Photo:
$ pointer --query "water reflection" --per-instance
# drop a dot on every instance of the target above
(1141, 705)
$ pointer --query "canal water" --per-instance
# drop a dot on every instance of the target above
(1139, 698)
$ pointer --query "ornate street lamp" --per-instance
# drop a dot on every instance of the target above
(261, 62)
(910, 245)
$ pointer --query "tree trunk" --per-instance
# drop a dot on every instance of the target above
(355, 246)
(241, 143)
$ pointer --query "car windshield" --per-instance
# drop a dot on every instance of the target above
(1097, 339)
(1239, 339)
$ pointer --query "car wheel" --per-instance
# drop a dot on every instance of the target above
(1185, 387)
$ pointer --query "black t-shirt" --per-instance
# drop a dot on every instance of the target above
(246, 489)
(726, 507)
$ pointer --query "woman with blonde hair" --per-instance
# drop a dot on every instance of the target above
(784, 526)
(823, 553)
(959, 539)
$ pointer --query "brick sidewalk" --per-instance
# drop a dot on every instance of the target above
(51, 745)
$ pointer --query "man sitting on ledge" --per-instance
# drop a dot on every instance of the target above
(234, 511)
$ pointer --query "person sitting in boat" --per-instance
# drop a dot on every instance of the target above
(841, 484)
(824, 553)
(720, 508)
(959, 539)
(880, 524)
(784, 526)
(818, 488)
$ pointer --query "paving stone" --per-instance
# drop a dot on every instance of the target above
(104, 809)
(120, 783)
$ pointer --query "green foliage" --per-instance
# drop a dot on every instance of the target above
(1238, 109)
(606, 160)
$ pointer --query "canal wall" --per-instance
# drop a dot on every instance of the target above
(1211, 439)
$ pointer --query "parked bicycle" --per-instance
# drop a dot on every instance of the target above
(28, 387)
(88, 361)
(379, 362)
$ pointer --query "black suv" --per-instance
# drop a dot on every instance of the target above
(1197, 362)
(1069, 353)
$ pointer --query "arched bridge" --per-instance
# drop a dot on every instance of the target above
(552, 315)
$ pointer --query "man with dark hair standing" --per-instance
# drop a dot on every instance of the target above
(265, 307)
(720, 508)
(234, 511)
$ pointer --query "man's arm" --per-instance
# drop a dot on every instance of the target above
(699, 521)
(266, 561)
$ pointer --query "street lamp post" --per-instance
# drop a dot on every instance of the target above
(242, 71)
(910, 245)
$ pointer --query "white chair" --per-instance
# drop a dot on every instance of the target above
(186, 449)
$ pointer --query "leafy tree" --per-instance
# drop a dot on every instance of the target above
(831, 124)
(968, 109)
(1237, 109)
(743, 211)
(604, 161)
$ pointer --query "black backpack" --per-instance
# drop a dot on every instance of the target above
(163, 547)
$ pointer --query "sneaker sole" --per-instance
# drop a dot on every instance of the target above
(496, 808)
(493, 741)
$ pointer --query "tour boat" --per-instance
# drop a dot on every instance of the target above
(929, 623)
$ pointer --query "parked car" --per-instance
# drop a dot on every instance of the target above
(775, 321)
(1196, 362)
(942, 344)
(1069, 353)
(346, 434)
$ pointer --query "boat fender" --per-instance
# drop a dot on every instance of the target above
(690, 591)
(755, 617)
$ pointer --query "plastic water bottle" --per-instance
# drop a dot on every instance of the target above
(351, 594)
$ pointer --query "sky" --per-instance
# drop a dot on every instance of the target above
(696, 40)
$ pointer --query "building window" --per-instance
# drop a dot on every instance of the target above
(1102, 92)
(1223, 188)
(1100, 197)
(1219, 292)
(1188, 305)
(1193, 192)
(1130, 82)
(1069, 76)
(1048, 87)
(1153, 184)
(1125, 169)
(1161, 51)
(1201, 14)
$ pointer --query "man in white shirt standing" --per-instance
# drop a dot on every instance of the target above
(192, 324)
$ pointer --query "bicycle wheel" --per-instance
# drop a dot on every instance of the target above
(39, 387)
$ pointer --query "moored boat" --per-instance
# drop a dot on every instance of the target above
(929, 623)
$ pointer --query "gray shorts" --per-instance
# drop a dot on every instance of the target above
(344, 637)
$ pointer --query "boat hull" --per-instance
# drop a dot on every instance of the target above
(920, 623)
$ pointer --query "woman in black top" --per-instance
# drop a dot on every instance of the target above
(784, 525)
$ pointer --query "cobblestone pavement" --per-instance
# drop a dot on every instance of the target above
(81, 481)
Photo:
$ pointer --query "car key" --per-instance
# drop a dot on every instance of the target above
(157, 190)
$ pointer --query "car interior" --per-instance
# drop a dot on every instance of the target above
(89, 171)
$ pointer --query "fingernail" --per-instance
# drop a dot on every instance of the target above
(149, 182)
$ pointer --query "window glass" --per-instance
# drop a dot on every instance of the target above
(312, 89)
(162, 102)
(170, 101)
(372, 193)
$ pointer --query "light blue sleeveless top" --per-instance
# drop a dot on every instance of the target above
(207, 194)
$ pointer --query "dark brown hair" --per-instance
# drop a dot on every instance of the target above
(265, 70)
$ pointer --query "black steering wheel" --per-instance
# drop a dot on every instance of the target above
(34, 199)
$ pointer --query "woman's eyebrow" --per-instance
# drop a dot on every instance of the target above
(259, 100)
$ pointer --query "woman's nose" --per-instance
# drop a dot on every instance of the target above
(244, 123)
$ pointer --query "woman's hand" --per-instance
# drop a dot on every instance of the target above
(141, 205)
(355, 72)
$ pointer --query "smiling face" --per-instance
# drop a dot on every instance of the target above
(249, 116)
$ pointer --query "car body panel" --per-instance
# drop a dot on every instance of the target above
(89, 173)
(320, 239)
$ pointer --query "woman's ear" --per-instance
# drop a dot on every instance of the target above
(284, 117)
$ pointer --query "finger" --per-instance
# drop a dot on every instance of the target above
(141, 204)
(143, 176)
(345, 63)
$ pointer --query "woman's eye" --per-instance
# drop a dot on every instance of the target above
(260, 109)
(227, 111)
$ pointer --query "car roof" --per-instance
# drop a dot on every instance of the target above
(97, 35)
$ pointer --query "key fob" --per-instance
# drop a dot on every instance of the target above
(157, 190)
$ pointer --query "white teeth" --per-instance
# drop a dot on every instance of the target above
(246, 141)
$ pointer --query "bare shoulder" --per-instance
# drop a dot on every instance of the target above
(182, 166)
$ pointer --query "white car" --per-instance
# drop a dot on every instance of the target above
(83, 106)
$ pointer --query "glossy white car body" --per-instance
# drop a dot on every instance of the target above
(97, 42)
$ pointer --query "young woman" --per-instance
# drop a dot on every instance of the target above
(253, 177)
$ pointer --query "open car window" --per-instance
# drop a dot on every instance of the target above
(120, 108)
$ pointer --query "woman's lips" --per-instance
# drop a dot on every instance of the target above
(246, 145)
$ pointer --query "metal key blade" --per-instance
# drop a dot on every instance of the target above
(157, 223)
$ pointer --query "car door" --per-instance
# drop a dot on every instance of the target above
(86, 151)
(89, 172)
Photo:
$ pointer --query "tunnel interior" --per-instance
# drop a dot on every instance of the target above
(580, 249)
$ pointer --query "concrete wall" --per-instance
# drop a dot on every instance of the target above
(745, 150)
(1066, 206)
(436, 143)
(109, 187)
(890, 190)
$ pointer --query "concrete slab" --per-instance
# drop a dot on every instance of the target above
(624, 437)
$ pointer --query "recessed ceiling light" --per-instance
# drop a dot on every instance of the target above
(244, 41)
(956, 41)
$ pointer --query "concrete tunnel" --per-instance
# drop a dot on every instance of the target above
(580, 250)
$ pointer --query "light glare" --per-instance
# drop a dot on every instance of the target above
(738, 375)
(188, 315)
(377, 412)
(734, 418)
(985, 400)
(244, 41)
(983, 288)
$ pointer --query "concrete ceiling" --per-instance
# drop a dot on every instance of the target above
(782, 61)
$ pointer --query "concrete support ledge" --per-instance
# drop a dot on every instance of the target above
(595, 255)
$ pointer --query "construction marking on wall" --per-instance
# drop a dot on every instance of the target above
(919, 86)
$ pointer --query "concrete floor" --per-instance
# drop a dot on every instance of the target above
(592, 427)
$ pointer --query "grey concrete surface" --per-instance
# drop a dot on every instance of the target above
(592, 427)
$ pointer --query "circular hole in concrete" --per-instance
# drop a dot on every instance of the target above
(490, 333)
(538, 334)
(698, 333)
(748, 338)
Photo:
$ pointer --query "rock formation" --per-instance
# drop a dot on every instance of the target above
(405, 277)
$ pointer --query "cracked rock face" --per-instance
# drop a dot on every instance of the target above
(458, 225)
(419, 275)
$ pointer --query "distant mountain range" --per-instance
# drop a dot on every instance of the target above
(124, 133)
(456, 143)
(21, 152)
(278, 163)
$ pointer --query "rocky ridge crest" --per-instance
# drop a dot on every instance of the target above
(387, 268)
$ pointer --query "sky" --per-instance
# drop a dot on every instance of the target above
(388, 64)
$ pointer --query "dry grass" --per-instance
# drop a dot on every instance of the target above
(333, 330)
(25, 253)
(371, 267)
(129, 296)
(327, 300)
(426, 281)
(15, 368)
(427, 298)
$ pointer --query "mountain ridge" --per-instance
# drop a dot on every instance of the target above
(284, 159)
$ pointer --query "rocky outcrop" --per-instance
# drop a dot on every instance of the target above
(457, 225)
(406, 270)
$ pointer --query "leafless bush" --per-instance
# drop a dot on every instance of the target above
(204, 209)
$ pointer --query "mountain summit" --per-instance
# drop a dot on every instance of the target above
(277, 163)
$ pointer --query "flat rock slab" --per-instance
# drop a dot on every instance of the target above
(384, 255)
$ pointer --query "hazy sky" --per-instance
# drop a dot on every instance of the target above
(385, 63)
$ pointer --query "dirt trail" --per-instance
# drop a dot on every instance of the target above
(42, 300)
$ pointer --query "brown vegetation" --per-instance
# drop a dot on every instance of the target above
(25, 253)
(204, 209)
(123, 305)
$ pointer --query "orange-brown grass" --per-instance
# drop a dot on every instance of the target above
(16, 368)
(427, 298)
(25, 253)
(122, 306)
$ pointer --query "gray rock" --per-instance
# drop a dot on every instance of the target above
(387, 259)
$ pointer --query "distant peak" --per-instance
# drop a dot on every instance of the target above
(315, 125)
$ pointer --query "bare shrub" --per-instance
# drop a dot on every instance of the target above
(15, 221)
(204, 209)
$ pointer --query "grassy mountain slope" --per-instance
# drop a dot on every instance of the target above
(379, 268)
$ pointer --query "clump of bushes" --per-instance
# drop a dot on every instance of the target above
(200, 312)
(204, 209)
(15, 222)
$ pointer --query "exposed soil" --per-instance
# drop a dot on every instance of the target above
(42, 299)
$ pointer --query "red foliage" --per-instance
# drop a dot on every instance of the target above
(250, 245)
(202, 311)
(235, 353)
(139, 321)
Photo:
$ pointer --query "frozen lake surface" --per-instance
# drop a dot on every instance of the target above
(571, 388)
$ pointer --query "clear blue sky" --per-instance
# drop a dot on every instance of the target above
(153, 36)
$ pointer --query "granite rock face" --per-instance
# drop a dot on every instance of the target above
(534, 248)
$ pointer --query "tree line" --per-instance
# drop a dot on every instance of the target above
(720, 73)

▶ _PROBLEM TO SOLVE_
Among the lines above, which ones hold the string "with"? Show them.

▶ _TASK SOLUTION_
$ pointer --query "woman with blonde hair" --per-instance
$ pointer --query "man with dark hair standing" --per-instance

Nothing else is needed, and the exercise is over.